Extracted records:

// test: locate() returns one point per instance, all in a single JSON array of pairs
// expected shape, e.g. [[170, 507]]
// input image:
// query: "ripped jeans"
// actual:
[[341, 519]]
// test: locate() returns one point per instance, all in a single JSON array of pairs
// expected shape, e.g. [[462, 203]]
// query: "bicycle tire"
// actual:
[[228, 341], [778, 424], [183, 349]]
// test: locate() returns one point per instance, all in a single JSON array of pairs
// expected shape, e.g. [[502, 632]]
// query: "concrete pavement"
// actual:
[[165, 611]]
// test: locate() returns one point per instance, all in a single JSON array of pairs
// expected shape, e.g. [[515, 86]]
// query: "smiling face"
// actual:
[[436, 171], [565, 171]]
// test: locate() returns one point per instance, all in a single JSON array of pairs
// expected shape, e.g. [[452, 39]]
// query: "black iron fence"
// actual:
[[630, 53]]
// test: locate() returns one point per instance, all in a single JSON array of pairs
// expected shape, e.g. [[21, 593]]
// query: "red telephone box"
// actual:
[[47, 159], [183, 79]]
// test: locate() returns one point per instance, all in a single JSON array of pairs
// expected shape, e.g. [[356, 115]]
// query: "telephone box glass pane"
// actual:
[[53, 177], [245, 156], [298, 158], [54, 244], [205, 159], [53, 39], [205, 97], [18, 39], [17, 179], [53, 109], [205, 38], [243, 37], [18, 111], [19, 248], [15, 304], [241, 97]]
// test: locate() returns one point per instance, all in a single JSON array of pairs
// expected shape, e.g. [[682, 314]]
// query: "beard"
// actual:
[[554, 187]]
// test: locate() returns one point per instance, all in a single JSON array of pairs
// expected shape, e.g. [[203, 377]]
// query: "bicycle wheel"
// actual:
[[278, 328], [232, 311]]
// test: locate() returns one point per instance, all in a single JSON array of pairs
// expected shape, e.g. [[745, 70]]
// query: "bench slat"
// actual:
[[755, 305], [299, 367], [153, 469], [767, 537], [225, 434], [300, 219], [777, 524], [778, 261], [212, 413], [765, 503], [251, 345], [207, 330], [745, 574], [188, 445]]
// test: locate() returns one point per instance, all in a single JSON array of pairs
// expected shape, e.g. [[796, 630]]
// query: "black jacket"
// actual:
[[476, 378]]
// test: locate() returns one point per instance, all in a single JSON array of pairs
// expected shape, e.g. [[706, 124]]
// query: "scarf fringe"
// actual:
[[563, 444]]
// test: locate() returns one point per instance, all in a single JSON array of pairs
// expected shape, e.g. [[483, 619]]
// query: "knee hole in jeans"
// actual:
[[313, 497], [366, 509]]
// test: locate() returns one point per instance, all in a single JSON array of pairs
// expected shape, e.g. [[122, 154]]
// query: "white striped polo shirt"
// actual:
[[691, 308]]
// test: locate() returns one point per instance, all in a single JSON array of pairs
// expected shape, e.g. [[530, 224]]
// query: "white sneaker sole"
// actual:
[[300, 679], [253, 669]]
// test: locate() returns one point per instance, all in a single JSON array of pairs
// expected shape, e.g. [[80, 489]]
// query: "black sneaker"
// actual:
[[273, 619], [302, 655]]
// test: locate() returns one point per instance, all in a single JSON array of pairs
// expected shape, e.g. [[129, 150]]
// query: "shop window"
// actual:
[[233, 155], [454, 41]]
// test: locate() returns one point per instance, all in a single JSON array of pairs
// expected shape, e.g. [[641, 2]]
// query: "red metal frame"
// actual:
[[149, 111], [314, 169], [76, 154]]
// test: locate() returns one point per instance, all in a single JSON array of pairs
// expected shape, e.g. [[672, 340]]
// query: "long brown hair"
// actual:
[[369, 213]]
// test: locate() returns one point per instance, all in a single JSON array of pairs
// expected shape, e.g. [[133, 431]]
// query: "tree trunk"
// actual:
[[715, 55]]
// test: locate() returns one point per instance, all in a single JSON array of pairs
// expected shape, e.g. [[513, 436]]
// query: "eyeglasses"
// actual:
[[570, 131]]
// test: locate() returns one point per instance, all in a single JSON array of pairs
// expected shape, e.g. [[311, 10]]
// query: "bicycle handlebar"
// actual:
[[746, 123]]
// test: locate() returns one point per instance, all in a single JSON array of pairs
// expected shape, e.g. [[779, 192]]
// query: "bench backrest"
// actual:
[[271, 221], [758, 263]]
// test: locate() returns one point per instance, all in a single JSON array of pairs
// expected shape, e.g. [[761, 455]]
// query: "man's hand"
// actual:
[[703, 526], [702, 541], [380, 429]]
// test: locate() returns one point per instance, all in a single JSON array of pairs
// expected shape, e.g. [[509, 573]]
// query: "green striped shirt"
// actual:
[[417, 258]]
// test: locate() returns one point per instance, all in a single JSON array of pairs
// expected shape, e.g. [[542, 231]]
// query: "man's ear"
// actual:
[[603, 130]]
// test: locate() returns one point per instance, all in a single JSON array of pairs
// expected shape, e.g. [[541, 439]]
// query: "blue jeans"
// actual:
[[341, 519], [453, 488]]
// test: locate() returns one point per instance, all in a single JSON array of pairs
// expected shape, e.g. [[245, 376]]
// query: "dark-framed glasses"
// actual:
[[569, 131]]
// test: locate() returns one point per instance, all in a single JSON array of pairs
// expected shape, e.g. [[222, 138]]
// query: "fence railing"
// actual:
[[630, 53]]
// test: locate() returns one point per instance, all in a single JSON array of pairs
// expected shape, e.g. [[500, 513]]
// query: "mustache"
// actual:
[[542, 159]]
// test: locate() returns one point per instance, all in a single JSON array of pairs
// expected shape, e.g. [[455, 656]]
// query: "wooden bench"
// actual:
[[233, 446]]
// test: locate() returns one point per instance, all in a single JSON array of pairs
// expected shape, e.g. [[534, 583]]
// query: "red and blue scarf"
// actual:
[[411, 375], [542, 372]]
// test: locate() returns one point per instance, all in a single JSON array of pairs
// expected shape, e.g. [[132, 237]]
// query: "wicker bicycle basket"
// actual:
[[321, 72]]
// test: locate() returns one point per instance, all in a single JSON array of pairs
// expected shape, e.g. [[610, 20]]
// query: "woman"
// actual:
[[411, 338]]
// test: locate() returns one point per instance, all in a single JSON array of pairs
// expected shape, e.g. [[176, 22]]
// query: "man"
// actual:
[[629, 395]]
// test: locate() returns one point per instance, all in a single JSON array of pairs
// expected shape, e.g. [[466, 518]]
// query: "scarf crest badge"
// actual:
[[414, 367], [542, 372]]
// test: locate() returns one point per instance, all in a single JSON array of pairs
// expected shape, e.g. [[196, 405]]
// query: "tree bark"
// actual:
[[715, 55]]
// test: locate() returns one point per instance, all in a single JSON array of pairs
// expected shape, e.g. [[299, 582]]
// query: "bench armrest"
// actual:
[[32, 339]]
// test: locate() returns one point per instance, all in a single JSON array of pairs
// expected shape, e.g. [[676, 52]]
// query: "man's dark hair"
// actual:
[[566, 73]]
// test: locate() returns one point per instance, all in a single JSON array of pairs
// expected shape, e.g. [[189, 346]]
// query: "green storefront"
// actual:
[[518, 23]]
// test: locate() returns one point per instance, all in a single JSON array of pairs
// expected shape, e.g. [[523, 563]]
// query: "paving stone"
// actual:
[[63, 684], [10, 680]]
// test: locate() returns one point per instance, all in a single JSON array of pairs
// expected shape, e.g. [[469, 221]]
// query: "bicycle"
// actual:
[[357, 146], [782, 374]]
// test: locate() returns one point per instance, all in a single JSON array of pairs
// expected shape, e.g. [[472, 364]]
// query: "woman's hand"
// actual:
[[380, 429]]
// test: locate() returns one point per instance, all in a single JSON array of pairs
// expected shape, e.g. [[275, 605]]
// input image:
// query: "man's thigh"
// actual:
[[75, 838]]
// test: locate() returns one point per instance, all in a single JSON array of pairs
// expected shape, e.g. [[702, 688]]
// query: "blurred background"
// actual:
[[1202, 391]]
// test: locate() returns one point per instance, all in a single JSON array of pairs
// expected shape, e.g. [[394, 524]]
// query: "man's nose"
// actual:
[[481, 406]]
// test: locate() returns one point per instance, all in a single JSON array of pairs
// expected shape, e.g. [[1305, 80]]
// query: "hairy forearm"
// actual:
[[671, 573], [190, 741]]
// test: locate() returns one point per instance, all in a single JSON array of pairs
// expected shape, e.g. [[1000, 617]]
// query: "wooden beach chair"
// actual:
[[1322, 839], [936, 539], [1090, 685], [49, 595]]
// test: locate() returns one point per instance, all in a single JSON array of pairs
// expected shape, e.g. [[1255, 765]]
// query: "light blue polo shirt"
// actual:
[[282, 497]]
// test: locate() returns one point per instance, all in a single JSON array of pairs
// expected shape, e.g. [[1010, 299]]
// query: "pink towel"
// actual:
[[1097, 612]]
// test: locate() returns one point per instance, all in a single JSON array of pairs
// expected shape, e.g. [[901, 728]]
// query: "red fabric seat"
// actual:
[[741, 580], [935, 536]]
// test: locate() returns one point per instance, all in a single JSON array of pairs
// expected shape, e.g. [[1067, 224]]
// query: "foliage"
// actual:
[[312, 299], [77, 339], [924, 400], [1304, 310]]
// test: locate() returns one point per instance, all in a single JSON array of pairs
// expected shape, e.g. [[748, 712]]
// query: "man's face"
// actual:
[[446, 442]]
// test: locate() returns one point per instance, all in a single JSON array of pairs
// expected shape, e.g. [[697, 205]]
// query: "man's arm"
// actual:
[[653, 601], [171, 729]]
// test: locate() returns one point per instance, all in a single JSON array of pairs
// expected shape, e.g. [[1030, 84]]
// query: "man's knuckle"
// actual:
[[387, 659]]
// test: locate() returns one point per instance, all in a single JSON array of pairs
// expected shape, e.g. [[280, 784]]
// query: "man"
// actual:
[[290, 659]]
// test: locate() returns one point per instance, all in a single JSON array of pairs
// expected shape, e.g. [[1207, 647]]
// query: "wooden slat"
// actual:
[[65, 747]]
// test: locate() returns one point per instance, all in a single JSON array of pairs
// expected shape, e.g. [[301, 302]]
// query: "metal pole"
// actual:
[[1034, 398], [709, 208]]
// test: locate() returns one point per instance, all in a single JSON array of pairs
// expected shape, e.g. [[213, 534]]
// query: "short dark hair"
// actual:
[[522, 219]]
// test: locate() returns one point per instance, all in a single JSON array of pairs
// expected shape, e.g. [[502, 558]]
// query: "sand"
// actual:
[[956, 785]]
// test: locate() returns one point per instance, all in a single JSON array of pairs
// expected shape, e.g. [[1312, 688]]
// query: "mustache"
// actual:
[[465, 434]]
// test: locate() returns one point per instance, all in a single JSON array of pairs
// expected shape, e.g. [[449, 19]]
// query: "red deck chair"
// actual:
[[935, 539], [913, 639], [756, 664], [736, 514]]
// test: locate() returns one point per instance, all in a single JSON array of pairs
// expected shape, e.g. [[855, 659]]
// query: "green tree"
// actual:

● What to produce:
If a line in the records holds the string "fence", copy it.

● Written response:
// query: "black iron fence"
// query: "fence railing"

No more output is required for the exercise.